## Task instructions
From the entries, copy out every line in which the word "black" is found.

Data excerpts
★ ★ ★ ★

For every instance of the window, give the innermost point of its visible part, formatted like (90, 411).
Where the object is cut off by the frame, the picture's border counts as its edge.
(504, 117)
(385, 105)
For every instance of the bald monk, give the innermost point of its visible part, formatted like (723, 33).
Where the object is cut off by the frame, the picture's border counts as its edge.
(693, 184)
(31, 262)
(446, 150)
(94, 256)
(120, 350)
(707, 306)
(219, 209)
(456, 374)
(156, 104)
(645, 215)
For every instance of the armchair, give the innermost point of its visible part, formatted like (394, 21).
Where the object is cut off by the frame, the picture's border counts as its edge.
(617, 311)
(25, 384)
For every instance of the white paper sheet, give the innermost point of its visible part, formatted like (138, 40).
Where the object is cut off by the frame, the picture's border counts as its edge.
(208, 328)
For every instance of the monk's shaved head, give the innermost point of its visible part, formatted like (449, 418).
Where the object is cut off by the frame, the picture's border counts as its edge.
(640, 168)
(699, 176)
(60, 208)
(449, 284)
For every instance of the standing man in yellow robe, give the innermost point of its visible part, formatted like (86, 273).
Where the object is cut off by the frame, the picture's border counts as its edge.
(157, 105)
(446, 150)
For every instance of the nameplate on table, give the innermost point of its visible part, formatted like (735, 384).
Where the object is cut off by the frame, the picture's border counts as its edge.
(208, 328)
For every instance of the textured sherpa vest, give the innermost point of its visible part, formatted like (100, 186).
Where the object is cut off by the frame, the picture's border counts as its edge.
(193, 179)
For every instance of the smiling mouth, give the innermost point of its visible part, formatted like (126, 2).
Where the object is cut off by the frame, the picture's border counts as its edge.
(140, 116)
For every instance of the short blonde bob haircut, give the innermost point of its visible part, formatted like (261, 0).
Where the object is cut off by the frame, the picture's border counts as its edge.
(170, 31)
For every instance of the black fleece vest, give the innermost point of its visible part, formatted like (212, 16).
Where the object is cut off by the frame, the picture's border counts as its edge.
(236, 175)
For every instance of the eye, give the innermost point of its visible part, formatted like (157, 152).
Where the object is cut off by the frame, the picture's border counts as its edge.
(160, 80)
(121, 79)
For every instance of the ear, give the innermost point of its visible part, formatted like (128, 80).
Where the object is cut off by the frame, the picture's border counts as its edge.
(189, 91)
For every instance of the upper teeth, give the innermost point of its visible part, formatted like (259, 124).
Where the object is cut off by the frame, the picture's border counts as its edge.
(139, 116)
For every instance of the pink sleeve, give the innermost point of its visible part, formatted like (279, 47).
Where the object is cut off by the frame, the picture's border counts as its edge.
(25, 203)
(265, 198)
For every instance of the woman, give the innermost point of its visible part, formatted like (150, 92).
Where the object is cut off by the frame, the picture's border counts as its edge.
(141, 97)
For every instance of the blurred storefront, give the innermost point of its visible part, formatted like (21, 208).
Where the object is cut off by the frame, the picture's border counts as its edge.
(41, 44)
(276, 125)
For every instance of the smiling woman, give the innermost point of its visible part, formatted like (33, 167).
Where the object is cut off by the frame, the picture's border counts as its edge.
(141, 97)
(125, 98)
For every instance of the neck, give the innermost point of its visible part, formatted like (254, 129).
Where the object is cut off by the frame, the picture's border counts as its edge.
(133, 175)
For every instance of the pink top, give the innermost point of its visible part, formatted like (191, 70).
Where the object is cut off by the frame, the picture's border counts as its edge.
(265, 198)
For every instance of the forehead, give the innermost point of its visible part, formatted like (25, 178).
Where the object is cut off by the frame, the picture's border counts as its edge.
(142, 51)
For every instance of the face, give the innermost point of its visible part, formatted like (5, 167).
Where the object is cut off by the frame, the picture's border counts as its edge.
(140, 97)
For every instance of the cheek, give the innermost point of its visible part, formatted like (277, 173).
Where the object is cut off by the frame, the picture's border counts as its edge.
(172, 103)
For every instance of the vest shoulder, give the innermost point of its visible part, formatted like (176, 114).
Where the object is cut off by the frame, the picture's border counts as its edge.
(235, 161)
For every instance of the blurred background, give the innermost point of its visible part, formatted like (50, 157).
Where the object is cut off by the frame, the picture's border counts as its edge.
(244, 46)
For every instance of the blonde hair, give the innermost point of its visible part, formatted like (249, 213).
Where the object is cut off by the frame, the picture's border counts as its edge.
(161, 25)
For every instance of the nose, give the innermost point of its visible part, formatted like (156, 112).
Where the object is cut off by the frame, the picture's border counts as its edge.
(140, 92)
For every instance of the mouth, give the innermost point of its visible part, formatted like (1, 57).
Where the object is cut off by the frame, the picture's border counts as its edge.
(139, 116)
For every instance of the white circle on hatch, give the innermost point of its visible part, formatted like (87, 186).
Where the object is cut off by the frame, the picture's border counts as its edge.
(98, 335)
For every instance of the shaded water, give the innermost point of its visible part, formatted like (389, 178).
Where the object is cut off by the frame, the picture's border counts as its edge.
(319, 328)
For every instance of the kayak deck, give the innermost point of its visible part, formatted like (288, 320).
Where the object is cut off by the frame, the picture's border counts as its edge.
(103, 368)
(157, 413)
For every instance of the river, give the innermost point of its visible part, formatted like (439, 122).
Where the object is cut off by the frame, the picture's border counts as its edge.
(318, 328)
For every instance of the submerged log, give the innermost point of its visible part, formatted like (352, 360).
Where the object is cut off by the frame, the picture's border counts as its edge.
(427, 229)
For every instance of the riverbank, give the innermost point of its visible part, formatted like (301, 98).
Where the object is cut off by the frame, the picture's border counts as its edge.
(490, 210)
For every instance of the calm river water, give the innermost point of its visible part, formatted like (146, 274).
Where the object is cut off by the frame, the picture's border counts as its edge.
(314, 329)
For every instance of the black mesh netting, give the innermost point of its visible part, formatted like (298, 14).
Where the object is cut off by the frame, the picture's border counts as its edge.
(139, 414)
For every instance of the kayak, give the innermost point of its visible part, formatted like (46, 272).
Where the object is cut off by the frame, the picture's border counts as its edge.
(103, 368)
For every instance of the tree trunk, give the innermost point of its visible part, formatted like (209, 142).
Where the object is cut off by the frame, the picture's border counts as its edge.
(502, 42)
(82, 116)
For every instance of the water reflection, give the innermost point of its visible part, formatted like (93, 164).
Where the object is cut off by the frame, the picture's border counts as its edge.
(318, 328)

★ ★ ★ ★

## Output below
For every instance of the black fleece vest, give the innermost point of its visible part, formatted like (212, 16).
For every instance of the black mesh netting, give the innermost point of its visible part, formatted like (298, 14).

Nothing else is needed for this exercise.